Task requirements ->
Return every line of the records below verbatim, keeping the original line order.

A run of records:
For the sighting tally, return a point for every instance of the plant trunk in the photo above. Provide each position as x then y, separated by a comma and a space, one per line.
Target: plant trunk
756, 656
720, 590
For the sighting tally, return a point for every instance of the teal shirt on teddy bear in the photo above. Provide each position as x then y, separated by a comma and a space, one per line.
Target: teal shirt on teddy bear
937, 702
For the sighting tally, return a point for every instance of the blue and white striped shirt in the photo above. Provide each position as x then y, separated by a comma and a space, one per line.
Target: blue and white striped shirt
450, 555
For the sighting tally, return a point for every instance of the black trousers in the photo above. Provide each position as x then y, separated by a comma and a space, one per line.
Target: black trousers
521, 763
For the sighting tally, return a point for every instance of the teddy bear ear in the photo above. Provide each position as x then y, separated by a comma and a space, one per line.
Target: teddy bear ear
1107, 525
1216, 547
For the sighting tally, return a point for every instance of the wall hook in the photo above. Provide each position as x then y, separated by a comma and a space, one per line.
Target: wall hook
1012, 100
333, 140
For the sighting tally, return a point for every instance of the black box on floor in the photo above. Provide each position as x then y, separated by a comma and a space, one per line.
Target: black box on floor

The completed task ->
For the sighting tally, return a point for every instance of the plant trunk in the photo above. Provide each position as x then y, separated by a comma and a space, one per line.
Target: plant trunk
756, 656
720, 590
For the sighting tally, return a point for every instance of the teal shirt on teddy bear in the photo above. Provide each position as x then y, separated by a comma and a space, one per line.
Target: teal shirt on teddy bear
937, 702
For the sighting tally, return a point for every instance of the blue and white striped shirt in the photo above. Provide each position as x then y, separated by a comma and a space, one per line.
Target: blue and white striped shirt
450, 555
For the sighting tally, return a point for every instance of the black trousers in the photo above. Provide each position as x then y, separated by a comma and a space, one per line.
Target: black trousers
521, 763
For the sighting tally, return a point for every instance of the teddy bear ear in the photo above. Provide each position as x then y, separated by a comma and a space, one per line.
Target: teddy bear ear
1107, 525
1216, 547
For the sighting tally, return a point for every instance of the wall hook in the photo above. Provide each position as x then y, separated by a comma and a space, one per line.
Target: wall hook
1012, 100
333, 140
For the sighting tally, return a point for every instance of the black box on floor in the photo above. Provide each position as x then y, separated by a comma and a space, one per line.
Target: black box on floor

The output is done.